» Problem to solve: Every line from the line containing "Q: For every instance of the bright" through the final line of the data is to be printed exactly; no other line is to appear.

— Begin —

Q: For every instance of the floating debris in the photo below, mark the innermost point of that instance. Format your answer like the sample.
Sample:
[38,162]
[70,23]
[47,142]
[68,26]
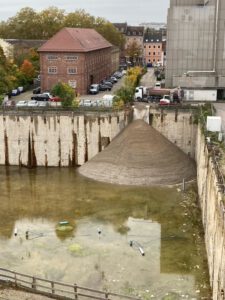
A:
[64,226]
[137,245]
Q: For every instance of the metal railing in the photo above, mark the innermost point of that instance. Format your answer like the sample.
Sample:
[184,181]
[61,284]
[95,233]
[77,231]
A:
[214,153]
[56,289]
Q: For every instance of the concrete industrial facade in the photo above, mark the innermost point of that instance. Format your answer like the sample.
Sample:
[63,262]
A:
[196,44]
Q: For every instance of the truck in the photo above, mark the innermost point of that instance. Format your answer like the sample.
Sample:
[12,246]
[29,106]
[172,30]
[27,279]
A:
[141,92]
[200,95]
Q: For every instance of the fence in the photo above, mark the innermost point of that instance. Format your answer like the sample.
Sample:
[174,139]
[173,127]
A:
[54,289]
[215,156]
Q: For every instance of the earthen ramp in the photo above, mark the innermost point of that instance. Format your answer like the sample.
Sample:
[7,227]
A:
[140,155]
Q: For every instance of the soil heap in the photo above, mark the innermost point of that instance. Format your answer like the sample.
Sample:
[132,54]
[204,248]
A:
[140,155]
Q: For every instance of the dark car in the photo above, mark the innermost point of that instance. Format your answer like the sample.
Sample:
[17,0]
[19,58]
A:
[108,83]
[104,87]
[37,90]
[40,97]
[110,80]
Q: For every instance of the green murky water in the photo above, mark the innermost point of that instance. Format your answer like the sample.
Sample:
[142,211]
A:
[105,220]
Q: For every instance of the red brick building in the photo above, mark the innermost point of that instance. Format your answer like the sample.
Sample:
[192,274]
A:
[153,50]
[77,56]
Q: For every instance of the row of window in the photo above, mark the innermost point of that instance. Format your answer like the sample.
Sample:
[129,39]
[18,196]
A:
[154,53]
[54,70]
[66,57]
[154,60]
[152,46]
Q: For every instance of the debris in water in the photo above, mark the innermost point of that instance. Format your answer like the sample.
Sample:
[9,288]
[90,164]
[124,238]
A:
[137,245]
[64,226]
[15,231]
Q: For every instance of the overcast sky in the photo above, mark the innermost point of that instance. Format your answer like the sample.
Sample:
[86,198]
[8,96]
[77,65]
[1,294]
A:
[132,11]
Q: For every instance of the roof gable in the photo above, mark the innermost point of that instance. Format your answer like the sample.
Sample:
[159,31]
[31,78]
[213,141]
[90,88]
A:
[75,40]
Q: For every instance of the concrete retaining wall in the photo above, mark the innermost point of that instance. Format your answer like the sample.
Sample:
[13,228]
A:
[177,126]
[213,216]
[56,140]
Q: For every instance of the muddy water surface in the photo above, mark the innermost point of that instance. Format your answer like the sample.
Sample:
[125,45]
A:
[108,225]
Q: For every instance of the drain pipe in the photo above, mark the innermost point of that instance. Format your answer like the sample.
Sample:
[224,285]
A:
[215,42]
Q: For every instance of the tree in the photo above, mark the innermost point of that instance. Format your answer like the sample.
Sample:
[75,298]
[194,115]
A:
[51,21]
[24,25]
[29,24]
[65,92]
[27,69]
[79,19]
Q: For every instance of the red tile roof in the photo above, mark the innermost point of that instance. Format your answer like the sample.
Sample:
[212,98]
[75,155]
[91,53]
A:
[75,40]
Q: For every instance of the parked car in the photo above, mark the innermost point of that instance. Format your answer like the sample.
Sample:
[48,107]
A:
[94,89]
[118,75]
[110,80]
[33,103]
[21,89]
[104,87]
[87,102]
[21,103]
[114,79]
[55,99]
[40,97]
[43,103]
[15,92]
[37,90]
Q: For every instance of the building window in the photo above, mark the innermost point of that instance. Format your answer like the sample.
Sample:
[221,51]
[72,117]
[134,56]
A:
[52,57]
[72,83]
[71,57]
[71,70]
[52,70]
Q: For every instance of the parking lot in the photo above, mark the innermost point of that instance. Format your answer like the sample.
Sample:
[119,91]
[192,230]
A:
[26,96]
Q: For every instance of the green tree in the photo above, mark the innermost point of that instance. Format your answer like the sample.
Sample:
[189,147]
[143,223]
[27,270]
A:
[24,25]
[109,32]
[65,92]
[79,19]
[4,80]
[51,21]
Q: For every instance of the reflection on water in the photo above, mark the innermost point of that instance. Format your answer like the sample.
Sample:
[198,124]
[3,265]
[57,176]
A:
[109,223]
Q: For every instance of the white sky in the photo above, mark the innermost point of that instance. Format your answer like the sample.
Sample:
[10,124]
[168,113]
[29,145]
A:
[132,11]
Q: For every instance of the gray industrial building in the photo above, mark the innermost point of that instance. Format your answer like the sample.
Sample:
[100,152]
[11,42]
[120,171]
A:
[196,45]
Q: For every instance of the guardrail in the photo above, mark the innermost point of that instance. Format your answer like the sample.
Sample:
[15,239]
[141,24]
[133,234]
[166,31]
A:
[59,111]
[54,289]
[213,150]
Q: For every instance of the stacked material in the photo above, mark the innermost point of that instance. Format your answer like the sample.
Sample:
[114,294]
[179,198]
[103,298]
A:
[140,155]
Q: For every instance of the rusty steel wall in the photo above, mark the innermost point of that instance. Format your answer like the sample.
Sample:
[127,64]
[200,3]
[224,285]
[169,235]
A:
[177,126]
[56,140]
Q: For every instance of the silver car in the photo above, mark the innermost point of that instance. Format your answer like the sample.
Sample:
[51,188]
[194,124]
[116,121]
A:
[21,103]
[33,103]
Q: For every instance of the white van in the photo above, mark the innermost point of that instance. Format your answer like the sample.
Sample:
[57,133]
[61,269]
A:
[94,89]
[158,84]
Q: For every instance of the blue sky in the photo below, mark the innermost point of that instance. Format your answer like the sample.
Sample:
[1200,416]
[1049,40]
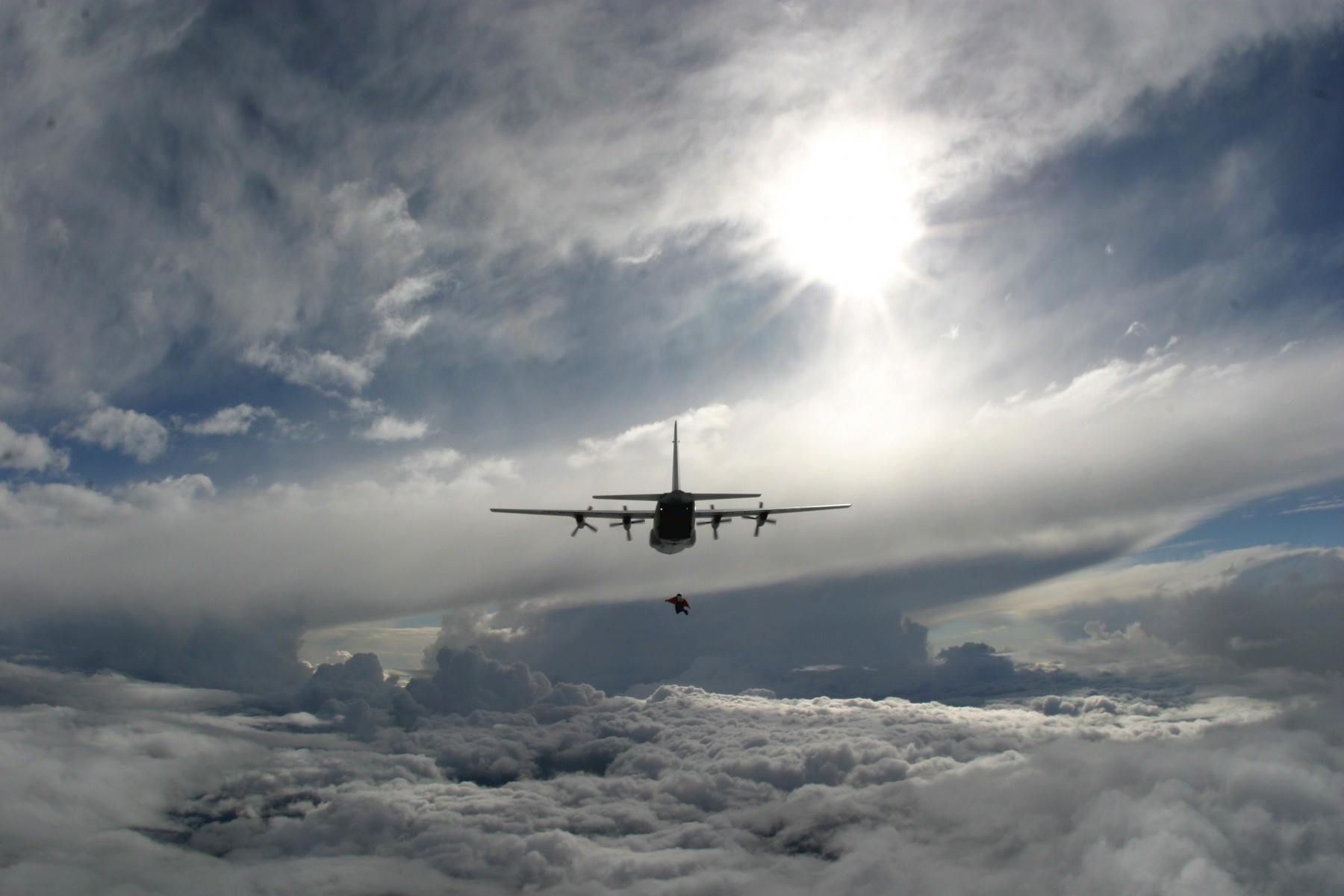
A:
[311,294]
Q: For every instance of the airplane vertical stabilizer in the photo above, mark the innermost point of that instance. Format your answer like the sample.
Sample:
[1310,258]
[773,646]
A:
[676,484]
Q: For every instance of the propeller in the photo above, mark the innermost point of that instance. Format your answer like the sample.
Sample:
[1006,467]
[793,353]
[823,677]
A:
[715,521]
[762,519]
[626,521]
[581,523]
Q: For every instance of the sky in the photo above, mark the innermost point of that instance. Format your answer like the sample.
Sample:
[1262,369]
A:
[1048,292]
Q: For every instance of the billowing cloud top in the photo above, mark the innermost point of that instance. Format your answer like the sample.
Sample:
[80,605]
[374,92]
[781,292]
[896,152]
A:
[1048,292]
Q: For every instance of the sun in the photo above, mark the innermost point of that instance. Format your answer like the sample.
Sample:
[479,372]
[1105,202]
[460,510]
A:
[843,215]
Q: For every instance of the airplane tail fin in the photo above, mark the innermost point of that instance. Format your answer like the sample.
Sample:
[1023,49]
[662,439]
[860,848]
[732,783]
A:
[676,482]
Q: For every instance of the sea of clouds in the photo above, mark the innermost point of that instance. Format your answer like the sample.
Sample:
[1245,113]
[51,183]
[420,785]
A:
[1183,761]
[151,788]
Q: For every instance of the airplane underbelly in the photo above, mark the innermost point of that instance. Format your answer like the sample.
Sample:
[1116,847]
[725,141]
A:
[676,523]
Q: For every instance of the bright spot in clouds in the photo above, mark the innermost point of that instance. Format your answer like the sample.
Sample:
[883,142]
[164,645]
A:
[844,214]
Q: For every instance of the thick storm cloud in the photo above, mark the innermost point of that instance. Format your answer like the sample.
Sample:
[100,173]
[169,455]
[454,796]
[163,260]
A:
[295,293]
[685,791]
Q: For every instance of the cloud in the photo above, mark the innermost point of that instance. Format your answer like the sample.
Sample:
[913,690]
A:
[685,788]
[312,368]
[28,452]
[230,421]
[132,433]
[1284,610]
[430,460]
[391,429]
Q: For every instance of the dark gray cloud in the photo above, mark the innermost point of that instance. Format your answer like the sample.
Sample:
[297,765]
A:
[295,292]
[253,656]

— End —

» Written response:
Q: For every instance of the bright spot in clouds in the photo above, mark the innermost point of that instance. Format your answer like the sample.
Sample:
[883,142]
[164,645]
A:
[844,214]
Q: For every instance of the thick storm cloud in the photo above, mark the innermost point of that instance. Format your answer like the sample.
Sample:
[100,173]
[169,455]
[454,796]
[163,260]
A:
[295,293]
[685,791]
Q: For every instance of the cloud in the photo above, mark the innermost point of that instance. Format your answer like the sample.
Sample:
[913,690]
A:
[685,788]
[312,368]
[28,452]
[230,421]
[132,433]
[1284,610]
[430,460]
[391,429]
Q: For every instance of the dark gray cloud in the photo above, mark the innermost point of that instance. Format your answer like the sample.
Sample:
[297,765]
A:
[295,292]
[253,656]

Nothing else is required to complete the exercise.